**INSTRUCTIONS TO FOLLOW**
Please write out all of the material below word for word, leaving out the pictures.

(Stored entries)
— START —
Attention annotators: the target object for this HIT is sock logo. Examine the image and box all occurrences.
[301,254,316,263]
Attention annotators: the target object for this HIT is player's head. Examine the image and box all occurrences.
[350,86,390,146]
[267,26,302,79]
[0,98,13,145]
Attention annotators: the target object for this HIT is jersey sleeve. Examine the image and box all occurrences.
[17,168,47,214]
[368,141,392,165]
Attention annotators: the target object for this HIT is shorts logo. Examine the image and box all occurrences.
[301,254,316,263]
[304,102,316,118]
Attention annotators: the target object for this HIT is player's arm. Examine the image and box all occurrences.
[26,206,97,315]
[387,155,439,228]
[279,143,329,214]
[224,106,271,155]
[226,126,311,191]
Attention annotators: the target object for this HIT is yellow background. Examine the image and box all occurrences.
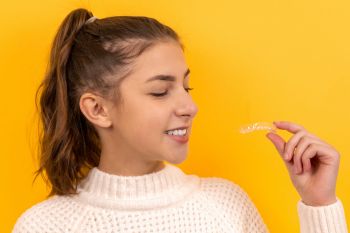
[0,0,350,233]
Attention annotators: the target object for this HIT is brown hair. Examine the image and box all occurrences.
[34,8,183,196]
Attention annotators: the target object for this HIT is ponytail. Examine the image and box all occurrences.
[34,9,183,196]
[35,9,100,196]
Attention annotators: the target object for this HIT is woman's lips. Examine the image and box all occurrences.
[166,133,188,143]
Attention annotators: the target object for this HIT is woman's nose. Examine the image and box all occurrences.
[176,93,198,118]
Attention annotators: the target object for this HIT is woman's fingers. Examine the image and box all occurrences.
[266,132,286,156]
[292,137,319,174]
[274,121,305,133]
[283,130,306,161]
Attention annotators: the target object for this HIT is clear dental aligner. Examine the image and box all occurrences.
[239,122,277,134]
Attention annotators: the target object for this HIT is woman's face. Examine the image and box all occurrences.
[106,42,198,164]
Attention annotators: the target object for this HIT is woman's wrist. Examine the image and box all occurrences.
[301,196,337,207]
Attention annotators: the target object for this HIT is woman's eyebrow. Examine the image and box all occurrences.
[146,69,190,83]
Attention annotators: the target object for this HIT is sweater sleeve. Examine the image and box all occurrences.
[298,199,348,233]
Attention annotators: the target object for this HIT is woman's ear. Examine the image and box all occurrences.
[79,93,112,128]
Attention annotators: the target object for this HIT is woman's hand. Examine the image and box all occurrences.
[266,121,340,206]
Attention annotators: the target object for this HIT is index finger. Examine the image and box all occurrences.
[273,121,305,133]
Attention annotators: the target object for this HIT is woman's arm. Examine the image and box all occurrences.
[266,121,347,233]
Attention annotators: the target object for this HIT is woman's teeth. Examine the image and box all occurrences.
[166,129,187,136]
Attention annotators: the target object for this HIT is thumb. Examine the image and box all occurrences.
[266,133,286,159]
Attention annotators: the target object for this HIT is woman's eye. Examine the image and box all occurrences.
[151,87,193,97]
[151,91,168,97]
[185,87,193,92]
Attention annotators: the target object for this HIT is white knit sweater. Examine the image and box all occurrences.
[13,164,347,233]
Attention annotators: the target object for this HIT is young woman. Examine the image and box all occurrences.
[13,9,347,233]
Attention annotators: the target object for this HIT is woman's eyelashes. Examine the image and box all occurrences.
[151,87,193,97]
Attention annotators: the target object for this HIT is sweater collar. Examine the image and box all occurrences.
[77,164,199,209]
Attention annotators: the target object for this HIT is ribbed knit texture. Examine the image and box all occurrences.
[12,164,347,233]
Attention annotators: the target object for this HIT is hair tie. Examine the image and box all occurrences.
[85,16,97,24]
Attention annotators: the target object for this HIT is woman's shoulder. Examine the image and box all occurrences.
[12,195,82,233]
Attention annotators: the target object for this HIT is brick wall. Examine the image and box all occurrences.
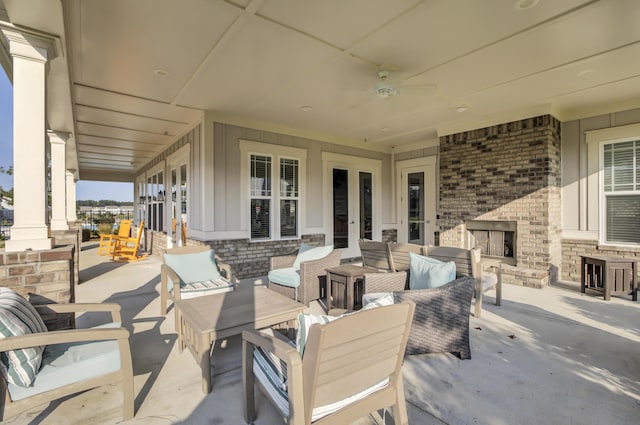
— END —
**RESULT FOR THIS TASK**
Attention annotators: the target object for this HIT is sock logo. Examine the image and box all occurrences.
[301,254,316,263]
Attention annotators: the target object for this HIT is player's head. Examine the image and box all occurrences.
[350,86,390,146]
[267,26,302,79]
[0,98,13,145]
Attention annotators: the target object for this HIT is jersey sleeve. Examine the image and box all occurrences.
[17,168,47,214]
[368,141,392,165]
Attention annotators: the target object for this HIT is shorts logo. Examine the image and box all occurrences.
[301,254,316,263]
[304,102,316,118]
Attention annotators: the target object for this HIT is player's arm. Examine the image and box all occurrences.
[26,206,97,315]
[387,155,439,228]
[279,143,329,214]
[224,106,271,155]
[226,126,311,191]
Attention annotators: the target object for this HIT is yellow background. Examine the image and box all occurrences.
[0,0,350,233]
Attention annotators: the target object for this HIT is brown hair. Examine the image and box all occurrences.
[34,8,183,196]
Attention annotators: the target object for this HIT is ponytail. Examine the image and box all occurrences.
[34,9,183,196]
[35,9,100,196]
Attention annotators: the target object for this HIT is woman's lips. Examine the image and box all occurrences.
[166,133,188,143]
Attention annotators: the target object for this HIT is woman's nose. Examine the image and box all occurrences.
[176,93,198,118]
Attention annotators: the target object for this HIT is woman's fingers. Examine the image and box all occurrences.
[266,132,286,156]
[292,137,319,174]
[274,121,305,133]
[283,130,306,161]
Attention annotators: the target object for this HIT is clear dental aligner. Examine the image and box all occurrences.
[239,122,277,134]
Attention annotators: the target object for this HIT is woman's face. Examine the image and box all occurrences.
[106,42,198,164]
Attention annotators: the target object for this HIT is woman's wrist. Examine the image and box all occurrences.
[301,196,337,207]
Attention annotators: the target object for this HIT is woman's eyebrow. Examine the image and box all occurrences.
[146,69,190,83]
Attention annotators: the target object for this HIT is sweater sleeve. Examine the image and box all occurrences.
[298,199,348,233]
Attention annotators: the target object for this HIT is woman's ear. Examine the image and box all occurrences.
[79,93,112,128]
Attention annotators: the target object for this HIT is woman's hand. Examine the image and box all occurrences.
[266,121,340,206]
Attention annotators: the target object for this HIT is index finger. Examine the image and box all occurrences.
[273,121,305,133]
Attention annotators: the target object for this HIT is woman's arm. Examine the image and box all occurrences.
[266,121,347,233]
Attention annotators: the target object for this HIT is woman's teeth. Examine the image and box all occurrences.
[166,129,187,136]
Attention annotators: the target object for this HIT is thumb. Examine the image and box all occurrences.
[266,133,286,159]
Attention annotators: the target object for this HIT is woman's eye. Examine the image and box all occurrences.
[151,87,193,97]
[151,91,168,97]
[185,87,193,92]
Attention annotators: the target object for this HIT is white knit sweater. Examine the image and box all occurrences.
[13,164,347,233]
Attention annotators: the target object for this HIT is young woman. Examine the image and box all occurrences.
[13,9,347,233]
Attention annotators: the target object for this HIT is woman's eyelashes. Examine the image and box all occurrences.
[151,87,193,97]
Attention annotators: the target object for this HIT is sweater collar. Examine the image and box all occurrences.
[77,164,199,209]
Attention annotators: the target object for this HIT is ribbed knit texture. Examine the image and box all occurrences.
[12,164,347,233]
Attention annotators: the target object for this HIT is hair tie. Examine the image and box all occurrences.
[85,16,97,24]
Attention annotators: the target object for this HIT is woman's shoulder. Examine the image and box all occurrences.
[12,195,82,233]
Attention annotators: the target object for this HIT is brick wall. Examine the image and box all occurrences.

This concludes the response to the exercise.